◆ Tugas yang Diberikan ◆
Jawab pertanyaan berikut berdasarkan kutipan dokumen tentang Danantara dan demutualisasi BEI.
1. Kapan proses demutualisasi BEI disebut akan selesai?
2. Di mana dan pada hari apa Rosan Roeslani menyampaikan keterbukaan Danantara itu?
3. Demutualisasi mengubah Bursa Efek dari organisasi berbasis apa menjadi entitas berbasis apa?

◆ Kutipan Dokumen ◆

Jakarta, IDN Times - Badan Pengelola Investasi Daya Anagata Nusantara (BPI Danantara) menyatakan terbuka untuk menjadi pemegang saham di Bursa Efek Indonesia (BEI) setelah proses demutualisasi selesai pada kuartal I-2026. Hal ini diungkapkan oleh CEO Danantara, Rosan Roeslani usai konferensi pers di Wisma Danantara, Jakarta, Jumat (30/1/2026).
Rosan menegaskan Danantara mendukung percepatan demutualisasi yang tengah berlangsung di BEI.
“Dengan adanya program demutualisasi yang akan dipercepat, kami tentunya terbuka untuk berpartisipasi. Banyak sovereign wealth fund dari negara lain juga telah menjadi bagian dari Bursa (di negara tersebut)," ungkapnya.
Demutualisasi Bursa Efek adalah proses perubahan struktur kepemilikan Bursa Efek dari organisasi yang berbasis keanggotaan (mutual) menjadi entitas korporasi yang berbasis saham (stock company). Secara fundamental, proses ini memisahkan kepemilikan bursa (siapa yang memiliki bursa) dari keanggotaan atau hak berdagang (siapa yang berhak menjadi Anggota Bursa atau Perusahaan Sekuritas).

◆ Informasi yang Diberikan ◆
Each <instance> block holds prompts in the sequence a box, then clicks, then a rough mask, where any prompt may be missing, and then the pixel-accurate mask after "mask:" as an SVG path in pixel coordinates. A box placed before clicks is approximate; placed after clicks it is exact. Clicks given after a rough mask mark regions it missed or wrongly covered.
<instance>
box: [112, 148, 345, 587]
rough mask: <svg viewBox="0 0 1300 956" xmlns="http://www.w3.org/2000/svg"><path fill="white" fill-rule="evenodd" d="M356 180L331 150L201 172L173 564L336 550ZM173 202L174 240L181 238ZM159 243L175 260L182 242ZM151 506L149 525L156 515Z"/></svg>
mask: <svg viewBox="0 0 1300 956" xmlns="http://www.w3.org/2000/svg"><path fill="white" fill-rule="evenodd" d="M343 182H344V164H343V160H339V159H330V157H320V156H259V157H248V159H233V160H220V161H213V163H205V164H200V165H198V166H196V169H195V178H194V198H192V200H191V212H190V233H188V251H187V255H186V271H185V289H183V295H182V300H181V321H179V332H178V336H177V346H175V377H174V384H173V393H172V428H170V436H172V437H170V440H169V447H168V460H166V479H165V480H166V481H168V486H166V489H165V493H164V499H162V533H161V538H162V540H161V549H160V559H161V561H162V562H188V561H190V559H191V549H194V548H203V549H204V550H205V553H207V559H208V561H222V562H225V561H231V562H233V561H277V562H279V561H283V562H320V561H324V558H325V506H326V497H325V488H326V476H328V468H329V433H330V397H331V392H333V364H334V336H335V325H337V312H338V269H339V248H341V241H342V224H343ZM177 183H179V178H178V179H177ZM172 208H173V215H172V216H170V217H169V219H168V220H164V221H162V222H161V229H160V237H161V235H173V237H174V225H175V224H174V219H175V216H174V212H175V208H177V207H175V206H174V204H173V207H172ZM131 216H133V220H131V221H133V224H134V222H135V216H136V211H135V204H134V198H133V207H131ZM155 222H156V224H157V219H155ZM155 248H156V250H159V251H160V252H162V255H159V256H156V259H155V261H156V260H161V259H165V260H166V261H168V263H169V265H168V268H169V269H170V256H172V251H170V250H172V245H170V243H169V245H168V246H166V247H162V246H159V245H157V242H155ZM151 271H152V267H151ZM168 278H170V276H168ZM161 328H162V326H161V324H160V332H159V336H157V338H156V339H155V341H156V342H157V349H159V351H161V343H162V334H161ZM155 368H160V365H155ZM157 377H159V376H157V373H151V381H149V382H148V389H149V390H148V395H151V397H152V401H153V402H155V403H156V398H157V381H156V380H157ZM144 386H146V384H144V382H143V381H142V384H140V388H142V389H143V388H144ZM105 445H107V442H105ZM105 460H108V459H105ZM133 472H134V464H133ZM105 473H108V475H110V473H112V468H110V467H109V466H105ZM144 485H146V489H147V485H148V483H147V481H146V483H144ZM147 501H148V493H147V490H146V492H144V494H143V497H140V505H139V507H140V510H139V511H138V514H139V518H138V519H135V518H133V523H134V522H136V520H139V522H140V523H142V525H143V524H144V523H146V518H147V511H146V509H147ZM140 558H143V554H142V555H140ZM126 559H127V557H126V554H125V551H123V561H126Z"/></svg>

◆ Hasil Tugas ◆
1. Pada kuartal I-2026.
2. Usai konferensi pers di Wisma Danantara, Jakarta, pada Jumat (30/1/2026).
3. Dari organisasi berbasis keanggotaan (mutual) menjadi entitas korporasi berbasis saham (stock company).